Jugendliches Mobiliar

■ Die Factory beherbergte in den Sixties Horden von Undercover-Talenten, Warhol schöpfte aus dem vollen, und alle wurden berühmt – Billy Name hat es fotografiert

Selbst im Kino, wenn Andy Warhols Filme in einer gesamtkunstwerklerischen Retrospektive von Kunstvereinen und Museen gewürdigt werden, glaubt man dabeigewesen zu sein. Nur so läßt es sich vielleicht aushalten, daß dort auf der Leinwand wenig, wenn nicht gar nichts passiert. Dann starrt man stundenlang auf das Empire State Building oder die depressiven Mädchen in den abgewetzten Hotelzimmern des „Chelsea“ – und fühlt sich zumindest ein bißchen wie in Amerika oder als Teil der Factory. Allemal aber sehr verloren.

**Angezeigte Einträge:**
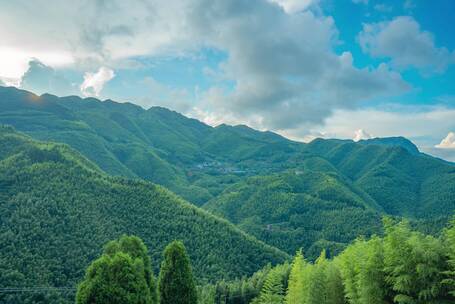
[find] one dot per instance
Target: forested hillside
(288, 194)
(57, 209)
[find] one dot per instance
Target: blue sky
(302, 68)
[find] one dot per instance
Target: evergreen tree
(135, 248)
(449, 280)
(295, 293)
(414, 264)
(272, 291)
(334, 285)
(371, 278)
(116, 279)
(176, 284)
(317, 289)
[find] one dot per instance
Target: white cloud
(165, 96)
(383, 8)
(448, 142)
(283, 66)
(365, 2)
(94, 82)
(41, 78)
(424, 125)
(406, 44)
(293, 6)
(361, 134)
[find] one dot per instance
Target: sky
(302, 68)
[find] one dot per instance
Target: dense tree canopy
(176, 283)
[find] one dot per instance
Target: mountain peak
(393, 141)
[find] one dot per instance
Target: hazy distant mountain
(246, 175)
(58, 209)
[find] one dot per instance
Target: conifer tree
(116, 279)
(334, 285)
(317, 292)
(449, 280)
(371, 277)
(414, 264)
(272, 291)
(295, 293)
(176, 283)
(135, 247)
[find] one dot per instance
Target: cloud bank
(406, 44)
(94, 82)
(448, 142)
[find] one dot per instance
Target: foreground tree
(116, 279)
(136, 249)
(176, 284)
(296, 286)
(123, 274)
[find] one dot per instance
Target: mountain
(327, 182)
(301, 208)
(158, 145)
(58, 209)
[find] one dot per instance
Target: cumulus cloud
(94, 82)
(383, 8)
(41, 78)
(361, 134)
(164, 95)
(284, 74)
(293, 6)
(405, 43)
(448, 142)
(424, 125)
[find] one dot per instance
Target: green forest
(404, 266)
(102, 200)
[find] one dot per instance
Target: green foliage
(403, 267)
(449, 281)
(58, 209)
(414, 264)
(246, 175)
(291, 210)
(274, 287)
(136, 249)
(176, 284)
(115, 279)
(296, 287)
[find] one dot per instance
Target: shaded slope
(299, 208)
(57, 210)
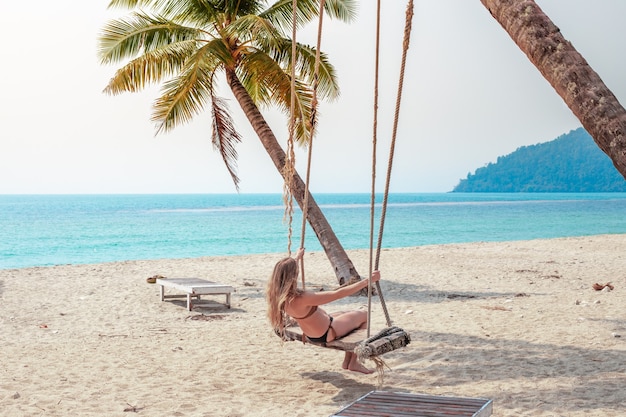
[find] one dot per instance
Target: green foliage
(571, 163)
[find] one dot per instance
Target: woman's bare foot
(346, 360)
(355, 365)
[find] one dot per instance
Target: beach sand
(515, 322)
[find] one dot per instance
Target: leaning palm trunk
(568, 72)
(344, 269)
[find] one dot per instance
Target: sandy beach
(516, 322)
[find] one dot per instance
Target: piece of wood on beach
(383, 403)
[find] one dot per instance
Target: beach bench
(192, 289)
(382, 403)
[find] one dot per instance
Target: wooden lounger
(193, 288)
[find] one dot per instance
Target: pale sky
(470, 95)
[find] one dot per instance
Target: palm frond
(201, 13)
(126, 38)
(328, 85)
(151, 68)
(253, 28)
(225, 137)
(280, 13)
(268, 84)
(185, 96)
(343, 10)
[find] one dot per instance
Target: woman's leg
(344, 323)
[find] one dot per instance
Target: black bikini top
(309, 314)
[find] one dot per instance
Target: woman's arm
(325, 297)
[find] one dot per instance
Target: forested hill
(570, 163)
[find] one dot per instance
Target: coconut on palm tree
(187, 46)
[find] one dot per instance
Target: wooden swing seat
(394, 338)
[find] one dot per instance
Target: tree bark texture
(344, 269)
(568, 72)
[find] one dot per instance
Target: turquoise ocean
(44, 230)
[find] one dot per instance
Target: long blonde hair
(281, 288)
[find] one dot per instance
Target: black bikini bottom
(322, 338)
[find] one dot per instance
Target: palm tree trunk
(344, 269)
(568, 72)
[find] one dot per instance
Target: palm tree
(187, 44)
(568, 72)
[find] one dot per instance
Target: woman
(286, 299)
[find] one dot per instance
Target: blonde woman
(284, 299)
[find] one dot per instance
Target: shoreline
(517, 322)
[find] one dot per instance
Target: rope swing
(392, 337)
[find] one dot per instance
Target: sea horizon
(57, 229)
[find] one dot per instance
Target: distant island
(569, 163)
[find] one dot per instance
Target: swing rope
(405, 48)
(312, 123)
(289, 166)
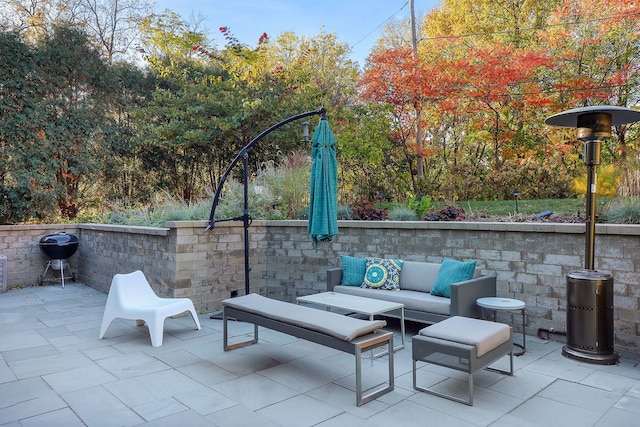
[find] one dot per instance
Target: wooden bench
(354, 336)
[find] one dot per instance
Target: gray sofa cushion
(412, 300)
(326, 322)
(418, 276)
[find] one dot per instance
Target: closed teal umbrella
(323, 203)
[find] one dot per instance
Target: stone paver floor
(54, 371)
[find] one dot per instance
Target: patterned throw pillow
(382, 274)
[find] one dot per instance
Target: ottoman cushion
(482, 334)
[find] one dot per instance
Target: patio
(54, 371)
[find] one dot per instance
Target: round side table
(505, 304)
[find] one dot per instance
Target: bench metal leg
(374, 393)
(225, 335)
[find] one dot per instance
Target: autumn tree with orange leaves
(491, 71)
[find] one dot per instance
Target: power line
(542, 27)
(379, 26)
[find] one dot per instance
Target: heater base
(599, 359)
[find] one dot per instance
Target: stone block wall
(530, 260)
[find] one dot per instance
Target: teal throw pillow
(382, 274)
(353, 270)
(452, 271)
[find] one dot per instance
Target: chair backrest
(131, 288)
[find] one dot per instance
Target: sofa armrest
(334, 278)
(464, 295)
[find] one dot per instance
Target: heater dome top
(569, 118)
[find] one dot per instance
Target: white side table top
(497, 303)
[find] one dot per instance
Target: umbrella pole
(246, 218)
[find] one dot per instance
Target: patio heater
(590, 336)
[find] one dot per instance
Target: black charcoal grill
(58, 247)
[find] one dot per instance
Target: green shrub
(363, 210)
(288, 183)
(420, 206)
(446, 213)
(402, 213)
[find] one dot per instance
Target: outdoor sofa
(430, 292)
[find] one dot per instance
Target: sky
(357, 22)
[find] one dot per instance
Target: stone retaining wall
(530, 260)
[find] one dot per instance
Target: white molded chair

**Ihre Aufgaben:**
a: Beantworten Sie anhand des Artikels über Andy Warhols Factory die folgenden Fragen jeweils knapp.
(i) Wer hat das Treiben in der Factory laut dem Artikel fotografiert?
(ii) Auf welches Gebäude starrt man im Kino stundenlang?
(iii) Wie heißt das Hotel, in dessen abgewetzten Zimmern die depressiven Mädchen zu sehen sind?
b: Schreiben Sie den Artikel über Andy Warhols Factory im gleichen Ton weiter, beginnend nach seinem letzten Satz.

**Lösungen:**
a:
(i) Billy Name
(ii) Auf das Empire State Building
(iii) „Chelsea“

b:
Tatsächlich war Warhol's Factory ein offenes Haus. Manchmal kamen Leute aus der New Yorker upper class vorbei, um für eine hastige Polaroid-Aufnahmesession Modell zu sitzen: In diesen Reigen von „Who is who's“ reihten sich ebenso Liz Taylor wie Allen Ginsberg und Bob Dylan (letzterer eher vergrämt); manchmal blieben auch Stricher, Transen oder zugereiste Bohemiens vom Lande nach einer der Parties übrig und warteten, bis sie eine Rolle in Filmen wie „Sleep“, „Kiss“ oder „Imitation of Christ“ bekamen.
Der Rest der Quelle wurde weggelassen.